• TASK DETAILS
Go through the records and give the number of lines that include "below", with nothing else.

━━ THE DATA

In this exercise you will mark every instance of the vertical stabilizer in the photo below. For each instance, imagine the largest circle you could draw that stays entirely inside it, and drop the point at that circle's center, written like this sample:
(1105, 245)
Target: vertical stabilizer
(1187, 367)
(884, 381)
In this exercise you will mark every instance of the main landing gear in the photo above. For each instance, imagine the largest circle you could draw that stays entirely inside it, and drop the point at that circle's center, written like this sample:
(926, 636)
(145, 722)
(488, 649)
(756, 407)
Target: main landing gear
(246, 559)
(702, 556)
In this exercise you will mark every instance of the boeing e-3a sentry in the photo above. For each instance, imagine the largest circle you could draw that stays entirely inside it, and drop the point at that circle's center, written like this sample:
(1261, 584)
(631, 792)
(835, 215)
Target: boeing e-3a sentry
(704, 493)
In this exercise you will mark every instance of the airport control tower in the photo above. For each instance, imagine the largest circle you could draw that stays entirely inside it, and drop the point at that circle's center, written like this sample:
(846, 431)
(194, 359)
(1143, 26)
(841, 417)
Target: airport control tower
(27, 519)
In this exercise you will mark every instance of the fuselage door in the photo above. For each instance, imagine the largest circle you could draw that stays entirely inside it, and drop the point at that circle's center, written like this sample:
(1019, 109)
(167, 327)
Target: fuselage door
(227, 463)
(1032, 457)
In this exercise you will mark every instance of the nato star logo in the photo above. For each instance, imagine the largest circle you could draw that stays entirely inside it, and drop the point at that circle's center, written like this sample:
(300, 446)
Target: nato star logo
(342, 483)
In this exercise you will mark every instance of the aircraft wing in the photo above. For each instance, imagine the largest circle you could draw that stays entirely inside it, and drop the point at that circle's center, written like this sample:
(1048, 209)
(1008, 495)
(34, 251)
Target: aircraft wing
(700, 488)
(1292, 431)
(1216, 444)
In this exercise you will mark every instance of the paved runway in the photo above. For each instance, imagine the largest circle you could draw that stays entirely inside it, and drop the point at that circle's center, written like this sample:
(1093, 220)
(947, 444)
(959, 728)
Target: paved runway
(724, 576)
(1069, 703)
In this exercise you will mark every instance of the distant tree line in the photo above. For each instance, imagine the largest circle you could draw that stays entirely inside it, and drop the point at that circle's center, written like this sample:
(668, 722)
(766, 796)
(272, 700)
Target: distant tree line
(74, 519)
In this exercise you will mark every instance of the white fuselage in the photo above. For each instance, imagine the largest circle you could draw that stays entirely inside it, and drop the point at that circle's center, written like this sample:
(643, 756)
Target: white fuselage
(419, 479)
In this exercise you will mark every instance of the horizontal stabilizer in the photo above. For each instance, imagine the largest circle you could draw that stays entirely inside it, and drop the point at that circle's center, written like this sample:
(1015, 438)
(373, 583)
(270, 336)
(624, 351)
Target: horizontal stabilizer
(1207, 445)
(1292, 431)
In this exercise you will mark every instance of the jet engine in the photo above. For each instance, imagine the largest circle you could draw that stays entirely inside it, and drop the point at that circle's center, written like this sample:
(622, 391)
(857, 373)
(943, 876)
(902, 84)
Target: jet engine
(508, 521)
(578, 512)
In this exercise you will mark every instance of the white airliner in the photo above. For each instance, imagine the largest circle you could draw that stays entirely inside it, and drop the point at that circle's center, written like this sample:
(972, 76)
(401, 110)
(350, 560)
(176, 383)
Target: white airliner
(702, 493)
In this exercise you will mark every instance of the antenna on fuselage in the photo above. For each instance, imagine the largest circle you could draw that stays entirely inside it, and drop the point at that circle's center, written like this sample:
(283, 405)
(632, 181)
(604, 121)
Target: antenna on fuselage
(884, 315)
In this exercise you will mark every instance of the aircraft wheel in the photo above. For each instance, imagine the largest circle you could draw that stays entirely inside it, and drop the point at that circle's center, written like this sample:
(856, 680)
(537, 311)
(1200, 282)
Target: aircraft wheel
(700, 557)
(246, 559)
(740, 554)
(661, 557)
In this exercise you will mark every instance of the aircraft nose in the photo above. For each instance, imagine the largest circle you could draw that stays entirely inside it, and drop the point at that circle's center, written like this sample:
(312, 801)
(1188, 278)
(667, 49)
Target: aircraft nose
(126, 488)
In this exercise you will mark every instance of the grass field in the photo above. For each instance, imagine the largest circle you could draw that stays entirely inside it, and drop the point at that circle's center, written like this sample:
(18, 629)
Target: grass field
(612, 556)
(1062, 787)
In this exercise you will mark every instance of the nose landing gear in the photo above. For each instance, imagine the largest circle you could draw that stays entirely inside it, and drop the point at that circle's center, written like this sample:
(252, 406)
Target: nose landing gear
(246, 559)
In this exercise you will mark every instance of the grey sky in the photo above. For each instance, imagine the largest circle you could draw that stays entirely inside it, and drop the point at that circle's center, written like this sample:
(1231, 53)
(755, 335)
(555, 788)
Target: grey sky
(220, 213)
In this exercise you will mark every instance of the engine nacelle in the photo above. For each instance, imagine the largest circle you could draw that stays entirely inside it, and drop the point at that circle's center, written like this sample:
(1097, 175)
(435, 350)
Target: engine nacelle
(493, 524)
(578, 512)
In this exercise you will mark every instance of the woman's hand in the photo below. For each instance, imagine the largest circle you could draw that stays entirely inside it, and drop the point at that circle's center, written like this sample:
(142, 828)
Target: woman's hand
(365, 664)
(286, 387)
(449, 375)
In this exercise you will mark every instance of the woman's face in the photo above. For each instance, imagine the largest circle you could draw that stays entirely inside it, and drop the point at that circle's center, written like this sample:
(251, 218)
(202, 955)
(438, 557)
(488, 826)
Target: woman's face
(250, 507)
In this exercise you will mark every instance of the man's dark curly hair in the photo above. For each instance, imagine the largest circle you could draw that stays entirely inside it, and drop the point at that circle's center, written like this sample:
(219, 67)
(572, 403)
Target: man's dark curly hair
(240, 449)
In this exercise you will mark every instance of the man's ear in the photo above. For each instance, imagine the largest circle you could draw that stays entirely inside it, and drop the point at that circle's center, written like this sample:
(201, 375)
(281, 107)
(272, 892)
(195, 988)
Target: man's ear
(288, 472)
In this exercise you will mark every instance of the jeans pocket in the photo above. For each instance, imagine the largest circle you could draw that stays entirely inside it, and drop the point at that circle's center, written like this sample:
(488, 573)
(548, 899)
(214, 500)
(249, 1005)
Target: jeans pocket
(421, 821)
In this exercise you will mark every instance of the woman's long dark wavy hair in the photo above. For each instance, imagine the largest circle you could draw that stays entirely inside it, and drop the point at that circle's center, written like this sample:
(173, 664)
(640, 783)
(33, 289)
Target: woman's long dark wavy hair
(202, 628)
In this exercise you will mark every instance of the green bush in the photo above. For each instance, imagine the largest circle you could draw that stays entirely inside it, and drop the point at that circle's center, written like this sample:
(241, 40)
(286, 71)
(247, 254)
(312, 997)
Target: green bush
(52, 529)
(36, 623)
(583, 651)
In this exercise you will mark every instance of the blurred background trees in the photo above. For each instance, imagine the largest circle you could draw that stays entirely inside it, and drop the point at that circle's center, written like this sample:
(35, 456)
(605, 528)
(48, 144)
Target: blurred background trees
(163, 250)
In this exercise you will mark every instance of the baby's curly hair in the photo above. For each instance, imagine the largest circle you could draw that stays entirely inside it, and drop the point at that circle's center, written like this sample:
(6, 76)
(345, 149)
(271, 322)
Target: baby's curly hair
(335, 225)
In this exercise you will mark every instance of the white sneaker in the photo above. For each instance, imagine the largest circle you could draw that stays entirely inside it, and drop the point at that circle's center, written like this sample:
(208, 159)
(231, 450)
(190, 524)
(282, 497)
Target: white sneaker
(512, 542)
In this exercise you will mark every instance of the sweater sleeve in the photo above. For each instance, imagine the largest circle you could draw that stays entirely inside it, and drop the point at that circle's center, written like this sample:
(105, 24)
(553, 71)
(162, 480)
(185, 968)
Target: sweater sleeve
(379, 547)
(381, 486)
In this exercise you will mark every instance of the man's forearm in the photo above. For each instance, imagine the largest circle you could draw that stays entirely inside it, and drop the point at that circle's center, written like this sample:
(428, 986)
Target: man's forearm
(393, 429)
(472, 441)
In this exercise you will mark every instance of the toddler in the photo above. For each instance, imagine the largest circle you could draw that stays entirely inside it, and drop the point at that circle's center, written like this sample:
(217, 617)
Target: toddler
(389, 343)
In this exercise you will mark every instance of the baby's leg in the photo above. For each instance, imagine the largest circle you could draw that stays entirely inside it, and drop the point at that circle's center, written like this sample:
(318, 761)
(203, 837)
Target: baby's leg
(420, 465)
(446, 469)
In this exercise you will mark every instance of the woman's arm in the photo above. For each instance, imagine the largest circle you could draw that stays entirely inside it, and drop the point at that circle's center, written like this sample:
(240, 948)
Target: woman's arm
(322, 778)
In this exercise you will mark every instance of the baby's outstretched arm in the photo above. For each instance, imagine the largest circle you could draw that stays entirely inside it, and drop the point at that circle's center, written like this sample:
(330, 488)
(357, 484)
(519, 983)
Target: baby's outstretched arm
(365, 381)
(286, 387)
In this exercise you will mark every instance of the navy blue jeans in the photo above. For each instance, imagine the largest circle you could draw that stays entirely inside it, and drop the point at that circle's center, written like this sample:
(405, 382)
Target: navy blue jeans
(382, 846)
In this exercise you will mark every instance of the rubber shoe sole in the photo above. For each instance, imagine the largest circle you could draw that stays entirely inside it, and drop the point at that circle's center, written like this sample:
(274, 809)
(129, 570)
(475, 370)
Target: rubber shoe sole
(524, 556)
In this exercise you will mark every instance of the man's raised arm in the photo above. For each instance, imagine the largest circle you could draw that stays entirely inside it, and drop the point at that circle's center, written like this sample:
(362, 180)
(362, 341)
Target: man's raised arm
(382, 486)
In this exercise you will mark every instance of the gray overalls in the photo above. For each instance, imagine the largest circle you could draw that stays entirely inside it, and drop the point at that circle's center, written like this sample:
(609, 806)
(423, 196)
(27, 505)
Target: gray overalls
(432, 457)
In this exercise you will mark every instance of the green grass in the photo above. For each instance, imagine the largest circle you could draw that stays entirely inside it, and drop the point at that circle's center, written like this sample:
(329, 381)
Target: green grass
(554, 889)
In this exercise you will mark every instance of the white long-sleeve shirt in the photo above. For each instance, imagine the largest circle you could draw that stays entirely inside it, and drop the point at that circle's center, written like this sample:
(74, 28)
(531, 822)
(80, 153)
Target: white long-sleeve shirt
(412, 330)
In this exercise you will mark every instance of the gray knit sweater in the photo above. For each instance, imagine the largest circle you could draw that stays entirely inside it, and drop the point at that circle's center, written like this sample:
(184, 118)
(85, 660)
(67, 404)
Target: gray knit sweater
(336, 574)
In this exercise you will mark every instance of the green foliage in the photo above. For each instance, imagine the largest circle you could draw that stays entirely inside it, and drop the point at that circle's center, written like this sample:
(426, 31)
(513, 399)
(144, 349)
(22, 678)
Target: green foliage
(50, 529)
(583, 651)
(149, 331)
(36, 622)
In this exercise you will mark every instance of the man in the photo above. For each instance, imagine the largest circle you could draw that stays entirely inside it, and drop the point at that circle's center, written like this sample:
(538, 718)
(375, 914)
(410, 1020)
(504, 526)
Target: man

━━━━

• RESPONSE TO THE TASK
2